### Records for this task

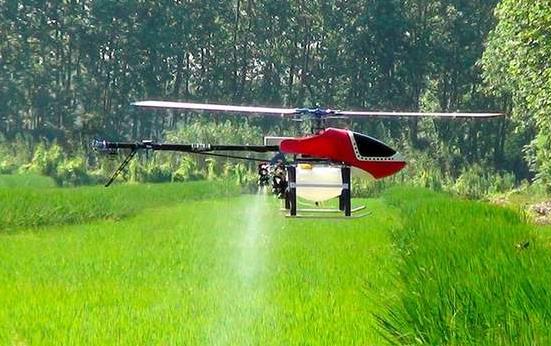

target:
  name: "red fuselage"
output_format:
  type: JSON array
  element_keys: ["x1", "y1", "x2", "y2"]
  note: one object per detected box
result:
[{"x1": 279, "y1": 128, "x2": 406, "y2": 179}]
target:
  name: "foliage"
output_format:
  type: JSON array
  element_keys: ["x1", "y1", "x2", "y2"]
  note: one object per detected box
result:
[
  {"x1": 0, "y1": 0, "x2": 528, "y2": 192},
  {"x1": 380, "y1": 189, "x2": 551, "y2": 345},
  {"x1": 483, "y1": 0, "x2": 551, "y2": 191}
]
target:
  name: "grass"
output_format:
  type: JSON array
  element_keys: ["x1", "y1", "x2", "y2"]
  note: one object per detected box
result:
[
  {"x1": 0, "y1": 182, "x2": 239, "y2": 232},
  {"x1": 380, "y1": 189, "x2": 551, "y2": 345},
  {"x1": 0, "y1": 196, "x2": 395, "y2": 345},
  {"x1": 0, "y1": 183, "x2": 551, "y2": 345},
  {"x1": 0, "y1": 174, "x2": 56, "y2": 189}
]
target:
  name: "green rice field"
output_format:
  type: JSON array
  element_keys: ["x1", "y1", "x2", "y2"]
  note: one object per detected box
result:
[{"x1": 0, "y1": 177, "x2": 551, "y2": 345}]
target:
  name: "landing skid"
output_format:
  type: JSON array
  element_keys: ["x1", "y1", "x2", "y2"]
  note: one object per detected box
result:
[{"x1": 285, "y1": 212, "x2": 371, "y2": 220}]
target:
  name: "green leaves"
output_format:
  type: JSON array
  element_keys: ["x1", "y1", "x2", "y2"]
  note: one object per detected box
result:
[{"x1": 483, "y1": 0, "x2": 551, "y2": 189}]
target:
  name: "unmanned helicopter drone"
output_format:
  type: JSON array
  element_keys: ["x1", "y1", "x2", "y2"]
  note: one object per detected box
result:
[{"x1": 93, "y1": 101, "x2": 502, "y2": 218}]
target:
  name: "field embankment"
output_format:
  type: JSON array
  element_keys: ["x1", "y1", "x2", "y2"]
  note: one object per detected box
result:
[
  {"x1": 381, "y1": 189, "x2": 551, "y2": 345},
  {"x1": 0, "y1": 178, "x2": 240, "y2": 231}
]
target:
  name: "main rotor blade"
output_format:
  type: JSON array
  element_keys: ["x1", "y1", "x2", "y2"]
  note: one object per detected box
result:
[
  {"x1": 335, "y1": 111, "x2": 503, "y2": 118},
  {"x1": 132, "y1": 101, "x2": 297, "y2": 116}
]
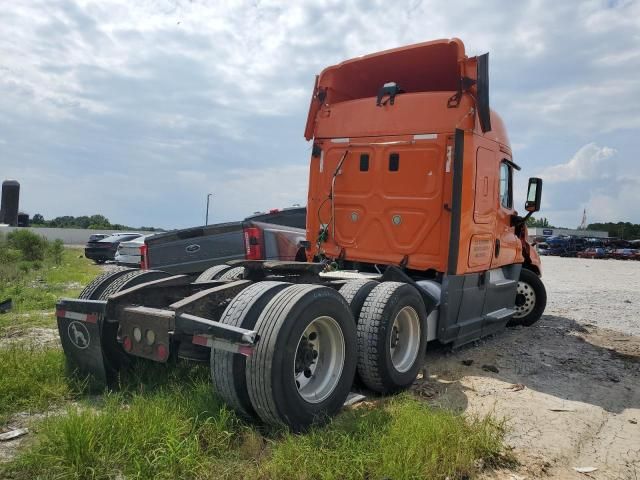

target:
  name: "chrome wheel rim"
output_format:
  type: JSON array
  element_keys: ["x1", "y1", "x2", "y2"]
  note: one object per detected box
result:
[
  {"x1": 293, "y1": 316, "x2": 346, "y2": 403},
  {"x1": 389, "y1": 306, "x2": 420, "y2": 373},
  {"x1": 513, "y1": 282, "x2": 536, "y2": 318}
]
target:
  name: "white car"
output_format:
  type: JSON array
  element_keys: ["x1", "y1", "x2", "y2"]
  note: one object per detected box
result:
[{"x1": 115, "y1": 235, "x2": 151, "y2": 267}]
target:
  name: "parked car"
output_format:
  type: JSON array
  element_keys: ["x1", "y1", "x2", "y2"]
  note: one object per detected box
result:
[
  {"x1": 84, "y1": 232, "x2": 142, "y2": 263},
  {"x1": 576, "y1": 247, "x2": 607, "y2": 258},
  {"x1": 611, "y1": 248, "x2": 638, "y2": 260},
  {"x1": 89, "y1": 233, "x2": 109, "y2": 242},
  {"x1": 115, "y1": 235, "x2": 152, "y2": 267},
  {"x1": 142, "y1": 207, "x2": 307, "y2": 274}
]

### What the task asks
Count the lines in the listing above that contain the string "green", and reply with only that number.

### Complete answer
2